===== Raw records

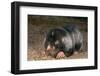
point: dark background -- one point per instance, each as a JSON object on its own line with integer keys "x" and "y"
{"x": 38, "y": 26}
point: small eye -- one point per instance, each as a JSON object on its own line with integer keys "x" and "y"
{"x": 57, "y": 42}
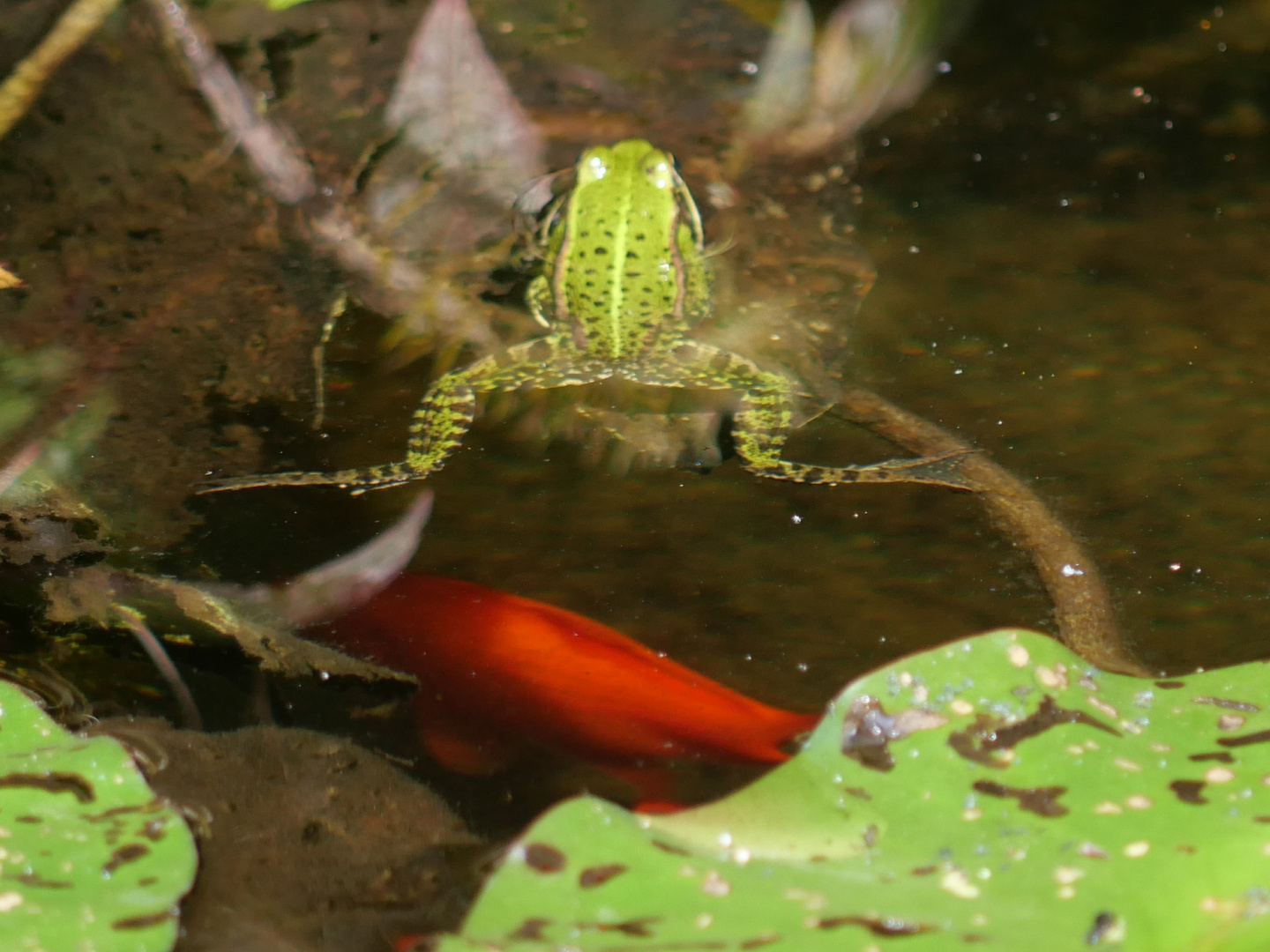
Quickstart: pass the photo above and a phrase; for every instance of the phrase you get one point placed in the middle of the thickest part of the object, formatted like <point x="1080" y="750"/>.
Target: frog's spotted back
<point x="615" y="257"/>
<point x="625" y="279"/>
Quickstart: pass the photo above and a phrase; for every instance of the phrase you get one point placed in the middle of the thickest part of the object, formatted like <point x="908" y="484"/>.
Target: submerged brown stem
<point x="1082" y="606"/>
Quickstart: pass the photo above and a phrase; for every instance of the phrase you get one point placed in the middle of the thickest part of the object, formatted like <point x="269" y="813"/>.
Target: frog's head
<point x="626" y="156"/>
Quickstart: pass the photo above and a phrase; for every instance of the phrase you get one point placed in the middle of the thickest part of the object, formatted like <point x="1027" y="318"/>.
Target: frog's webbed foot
<point x="945" y="470"/>
<point x="765" y="418"/>
<point x="442" y="418"/>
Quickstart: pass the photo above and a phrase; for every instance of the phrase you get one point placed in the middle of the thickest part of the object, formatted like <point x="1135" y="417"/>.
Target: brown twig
<point x="1082" y="606"/>
<point x="29" y="77"/>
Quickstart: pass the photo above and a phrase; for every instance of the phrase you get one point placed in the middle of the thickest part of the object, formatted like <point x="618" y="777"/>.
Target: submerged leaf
<point x="1012" y="792"/>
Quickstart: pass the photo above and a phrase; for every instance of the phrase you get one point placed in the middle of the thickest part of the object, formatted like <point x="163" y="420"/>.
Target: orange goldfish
<point x="497" y="671"/>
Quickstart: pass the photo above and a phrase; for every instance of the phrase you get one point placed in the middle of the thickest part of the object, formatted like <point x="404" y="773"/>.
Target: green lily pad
<point x="90" y="859"/>
<point x="995" y="793"/>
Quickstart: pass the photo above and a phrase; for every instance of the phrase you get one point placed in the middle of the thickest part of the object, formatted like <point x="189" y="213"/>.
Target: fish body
<point x="499" y="673"/>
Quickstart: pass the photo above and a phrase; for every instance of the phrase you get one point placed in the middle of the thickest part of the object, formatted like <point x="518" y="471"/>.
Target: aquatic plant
<point x="996" y="791"/>
<point x="90" y="857"/>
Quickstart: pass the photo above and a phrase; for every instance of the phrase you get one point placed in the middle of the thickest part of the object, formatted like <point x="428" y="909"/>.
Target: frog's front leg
<point x="765" y="419"/>
<point x="444" y="415"/>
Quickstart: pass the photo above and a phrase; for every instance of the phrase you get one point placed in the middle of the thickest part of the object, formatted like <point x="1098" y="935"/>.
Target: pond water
<point x="1068" y="230"/>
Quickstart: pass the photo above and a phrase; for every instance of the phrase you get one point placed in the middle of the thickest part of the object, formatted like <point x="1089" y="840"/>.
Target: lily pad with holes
<point x="89" y="857"/>
<point x="993" y="793"/>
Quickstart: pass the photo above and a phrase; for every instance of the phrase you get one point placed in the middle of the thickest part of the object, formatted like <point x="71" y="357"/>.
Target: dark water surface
<point x="1070" y="233"/>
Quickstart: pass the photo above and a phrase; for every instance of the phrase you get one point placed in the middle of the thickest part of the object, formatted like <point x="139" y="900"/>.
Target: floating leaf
<point x="92" y="859"/>
<point x="995" y="792"/>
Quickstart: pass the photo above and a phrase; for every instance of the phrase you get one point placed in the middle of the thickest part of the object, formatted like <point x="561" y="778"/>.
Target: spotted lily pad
<point x="89" y="857"/>
<point x="992" y="793"/>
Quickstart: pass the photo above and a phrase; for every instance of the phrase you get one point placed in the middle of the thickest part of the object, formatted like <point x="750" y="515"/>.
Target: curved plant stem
<point x="1082" y="606"/>
<point x="29" y="77"/>
<point x="133" y="621"/>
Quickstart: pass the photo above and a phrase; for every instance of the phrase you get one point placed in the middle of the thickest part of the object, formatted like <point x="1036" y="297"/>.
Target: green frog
<point x="625" y="279"/>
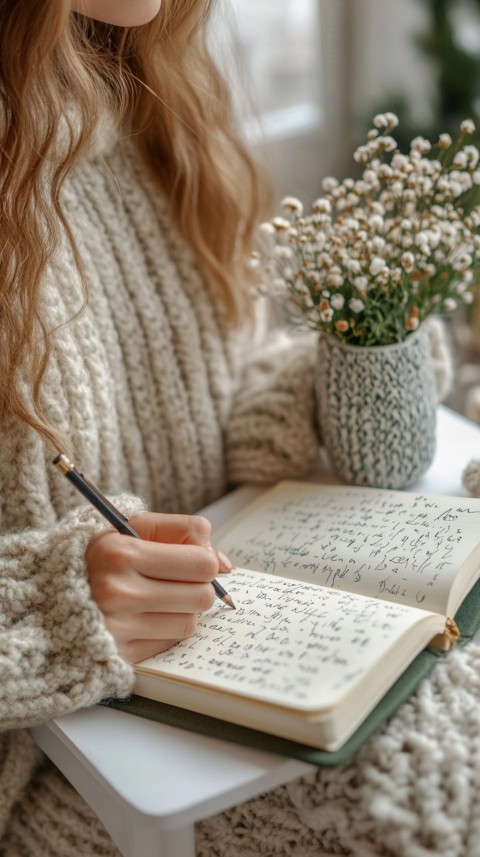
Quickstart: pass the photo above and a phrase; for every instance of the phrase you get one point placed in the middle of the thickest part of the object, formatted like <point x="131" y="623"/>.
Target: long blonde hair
<point x="160" y="80"/>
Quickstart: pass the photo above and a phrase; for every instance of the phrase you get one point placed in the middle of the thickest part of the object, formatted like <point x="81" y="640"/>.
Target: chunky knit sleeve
<point x="55" y="652"/>
<point x="272" y="433"/>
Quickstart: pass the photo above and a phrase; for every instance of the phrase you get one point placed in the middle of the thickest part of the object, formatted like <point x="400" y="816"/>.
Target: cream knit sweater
<point x="159" y="401"/>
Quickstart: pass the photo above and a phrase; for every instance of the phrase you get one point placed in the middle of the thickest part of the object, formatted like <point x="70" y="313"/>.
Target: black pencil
<point x="113" y="515"/>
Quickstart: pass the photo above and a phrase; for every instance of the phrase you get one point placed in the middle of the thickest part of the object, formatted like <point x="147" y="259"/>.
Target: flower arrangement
<point x="378" y="255"/>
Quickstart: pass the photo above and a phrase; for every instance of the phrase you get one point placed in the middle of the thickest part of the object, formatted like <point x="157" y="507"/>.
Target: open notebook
<point x="338" y="591"/>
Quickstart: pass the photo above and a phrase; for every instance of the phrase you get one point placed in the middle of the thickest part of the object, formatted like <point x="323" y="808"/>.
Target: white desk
<point x="150" y="783"/>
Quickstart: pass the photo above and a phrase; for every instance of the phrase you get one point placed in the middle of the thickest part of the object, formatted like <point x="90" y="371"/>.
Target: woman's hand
<point x="150" y="589"/>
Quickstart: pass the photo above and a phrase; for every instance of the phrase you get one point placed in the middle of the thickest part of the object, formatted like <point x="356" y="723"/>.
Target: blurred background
<point x="312" y="75"/>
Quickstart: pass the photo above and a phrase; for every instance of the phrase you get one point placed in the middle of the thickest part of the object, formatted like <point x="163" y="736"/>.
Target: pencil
<point x="111" y="513"/>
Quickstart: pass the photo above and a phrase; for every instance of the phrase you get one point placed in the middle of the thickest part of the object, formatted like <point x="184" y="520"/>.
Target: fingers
<point x="176" y="562"/>
<point x="224" y="563"/>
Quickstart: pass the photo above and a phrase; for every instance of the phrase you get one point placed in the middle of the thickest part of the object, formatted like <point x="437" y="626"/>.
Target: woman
<point x="127" y="212"/>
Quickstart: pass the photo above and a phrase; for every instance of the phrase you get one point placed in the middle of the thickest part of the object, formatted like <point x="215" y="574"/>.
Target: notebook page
<point x="290" y="643"/>
<point x="398" y="546"/>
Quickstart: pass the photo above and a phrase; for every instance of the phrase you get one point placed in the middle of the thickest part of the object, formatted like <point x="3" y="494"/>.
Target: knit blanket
<point x="413" y="789"/>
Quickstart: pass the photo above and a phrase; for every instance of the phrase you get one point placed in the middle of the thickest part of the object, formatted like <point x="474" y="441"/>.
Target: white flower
<point x="392" y="120"/>
<point x="329" y="183"/>
<point x="460" y="160"/>
<point x="280" y="224"/>
<point x="388" y="144"/>
<point x="353" y="265"/>
<point x="266" y="229"/>
<point x="335" y="280"/>
<point x="376" y="222"/>
<point x="322" y="206"/>
<point x="376" y="265"/>
<point x="421" y="238"/>
<point x="361" y="283"/>
<point x="472" y="156"/>
<point x="291" y="203"/>
<point x="356" y="305"/>
<point x="408" y="261"/>
<point x="420" y="144"/>
<point x="467" y="127"/>
<point x="380" y="121"/>
<point x="337" y="301"/>
<point x="449" y="304"/>
<point x="282" y="252"/>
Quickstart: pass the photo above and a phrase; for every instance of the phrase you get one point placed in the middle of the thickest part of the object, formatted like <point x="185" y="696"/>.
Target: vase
<point x="377" y="409"/>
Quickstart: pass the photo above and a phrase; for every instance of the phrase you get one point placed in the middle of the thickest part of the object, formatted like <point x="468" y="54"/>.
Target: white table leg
<point x="149" y="841"/>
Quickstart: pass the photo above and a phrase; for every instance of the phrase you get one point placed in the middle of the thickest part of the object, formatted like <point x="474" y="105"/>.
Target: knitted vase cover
<point x="377" y="410"/>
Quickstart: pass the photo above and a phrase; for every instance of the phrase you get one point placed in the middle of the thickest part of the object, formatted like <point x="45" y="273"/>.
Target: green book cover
<point x="468" y="621"/>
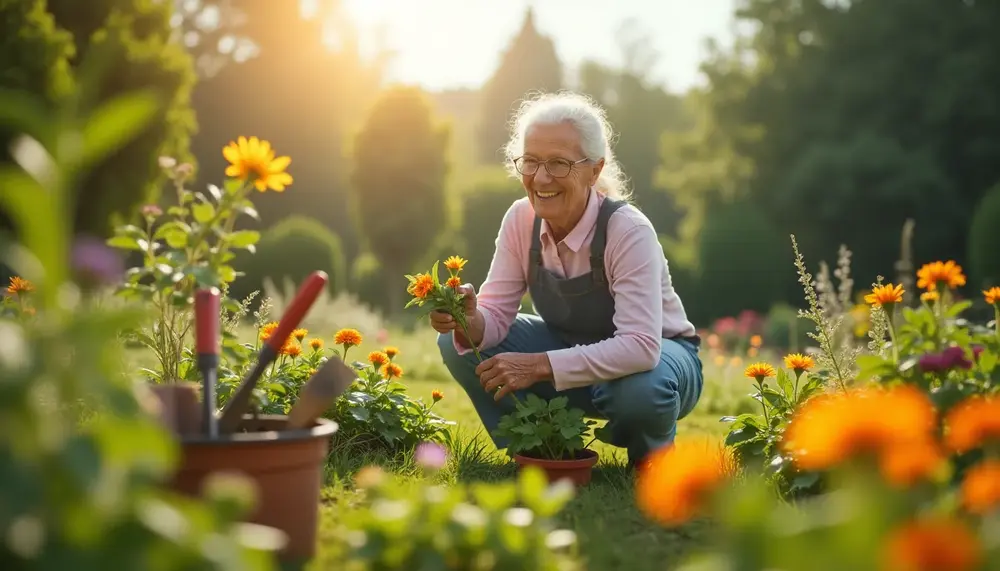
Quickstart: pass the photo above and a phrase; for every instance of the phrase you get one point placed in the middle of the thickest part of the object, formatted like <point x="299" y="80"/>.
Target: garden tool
<point x="206" y="322"/>
<point x="328" y="383"/>
<point x="310" y="289"/>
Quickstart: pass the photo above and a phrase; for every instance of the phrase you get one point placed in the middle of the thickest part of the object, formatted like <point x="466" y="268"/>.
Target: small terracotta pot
<point x="578" y="470"/>
<point x="286" y="466"/>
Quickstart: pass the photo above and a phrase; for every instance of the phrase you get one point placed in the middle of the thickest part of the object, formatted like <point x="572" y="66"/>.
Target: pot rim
<point x="588" y="461"/>
<point x="324" y="429"/>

==========

Directions – Collect every line in the records that contains the word "white".

Output –
Target: white desk
Target: white flower
Target: white table leg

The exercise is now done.